(Location labeling records)
>> Start
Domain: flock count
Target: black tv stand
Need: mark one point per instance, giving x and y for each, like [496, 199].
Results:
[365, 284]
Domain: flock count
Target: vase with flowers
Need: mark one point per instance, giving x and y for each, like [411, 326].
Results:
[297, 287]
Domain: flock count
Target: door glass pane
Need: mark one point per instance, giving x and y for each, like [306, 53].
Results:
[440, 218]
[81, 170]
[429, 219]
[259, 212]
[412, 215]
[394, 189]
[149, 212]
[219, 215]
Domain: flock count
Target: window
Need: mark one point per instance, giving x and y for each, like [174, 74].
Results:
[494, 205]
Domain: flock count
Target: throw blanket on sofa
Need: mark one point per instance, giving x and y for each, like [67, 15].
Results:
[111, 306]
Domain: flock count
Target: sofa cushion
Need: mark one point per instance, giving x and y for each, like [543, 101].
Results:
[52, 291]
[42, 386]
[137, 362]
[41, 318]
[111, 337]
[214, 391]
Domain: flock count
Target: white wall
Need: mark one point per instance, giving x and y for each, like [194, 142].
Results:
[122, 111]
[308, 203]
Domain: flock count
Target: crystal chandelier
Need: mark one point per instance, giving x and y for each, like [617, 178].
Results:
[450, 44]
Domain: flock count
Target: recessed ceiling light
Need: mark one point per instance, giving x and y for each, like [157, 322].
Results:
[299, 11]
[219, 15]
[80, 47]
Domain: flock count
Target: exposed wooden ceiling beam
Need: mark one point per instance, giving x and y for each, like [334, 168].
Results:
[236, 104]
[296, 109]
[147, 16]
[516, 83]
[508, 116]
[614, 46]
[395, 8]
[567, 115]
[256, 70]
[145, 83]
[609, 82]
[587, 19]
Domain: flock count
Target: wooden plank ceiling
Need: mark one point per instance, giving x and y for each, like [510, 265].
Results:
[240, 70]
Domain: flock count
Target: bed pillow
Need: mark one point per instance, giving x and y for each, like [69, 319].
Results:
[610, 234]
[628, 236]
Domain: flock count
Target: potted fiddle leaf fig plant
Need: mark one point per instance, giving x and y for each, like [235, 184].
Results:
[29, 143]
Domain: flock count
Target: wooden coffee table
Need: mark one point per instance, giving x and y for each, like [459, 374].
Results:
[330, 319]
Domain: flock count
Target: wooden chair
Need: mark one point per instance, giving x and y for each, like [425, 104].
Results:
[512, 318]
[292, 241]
>> End
Please output every record, keeping each line exact.

Domain: flock count
Target: black tv stand
Need: mark one point per instance, giving x and y for each, like [496, 199].
Results:
[365, 284]
Domain: flock count
Target: vase with flowers
Need: mark one point per instance, giving x and y for each, like [411, 326].
Results:
[297, 287]
Domain: flock count
Target: door glass pane
Need: mark one point per instance, giving x and y for each, like [306, 53].
Results:
[440, 218]
[81, 170]
[429, 219]
[259, 212]
[412, 215]
[394, 189]
[149, 212]
[219, 215]
Domain: flock count
Target: window
Need: mark one point per instance, giving x and y for each, like [174, 74].
Results:
[494, 205]
Domain: flock count
Target: throw blanket on sofa
Need: mark one point per instance, giving x and y for each, like [67, 15].
Results:
[111, 306]
Domain: flock count
Target: sofa cushion
Need: mark one point per instance, giving x and y for each, like [543, 101].
Results:
[52, 291]
[42, 386]
[137, 362]
[41, 318]
[111, 337]
[214, 391]
Domain: flock count
Target: white wall
Need: mark one point per instance, giving x and y for each, like [194, 142].
Results:
[122, 111]
[308, 203]
Domain: flock count
Target: crystal chandelier
Need: mark one point per instance, giving x and y for each, like [617, 178].
Results:
[450, 44]
Domain: flock count
Target: recessed ceiling light
Need: mark one point per instance, giving x and y for each, like [157, 322].
Results:
[299, 11]
[219, 15]
[80, 47]
Domain: flock count
Target: exposed wooden ceiling beam
Need: mark one point per instance, giving x and y for each, like [334, 168].
Results:
[236, 104]
[296, 109]
[147, 16]
[516, 83]
[508, 116]
[614, 46]
[395, 8]
[567, 115]
[256, 70]
[145, 83]
[609, 82]
[587, 19]
Domain: flock count
Target: wooden plank ceiling
Need: mark one point per instance, giving x and y for each, like [510, 265].
Results:
[240, 70]
Domain: flock count
Target: bed pillow
Need: mark one point per instance, giving x and y for each, like [69, 319].
Results:
[610, 234]
[628, 236]
Domain: flock count
Target: potted fiddle leaf fig plant
Need: mark one point per instance, giving x and y for each, like [235, 184].
Results:
[29, 143]
Domain: flock count
Target: wooden coffee table
Need: mark one point per instance, giving x and y for each, like [459, 374].
Results:
[330, 319]
Domain: flock count
Target: wooden chair
Need: mark one point per instance, giving x and y for each, like [425, 104].
Results:
[512, 318]
[292, 241]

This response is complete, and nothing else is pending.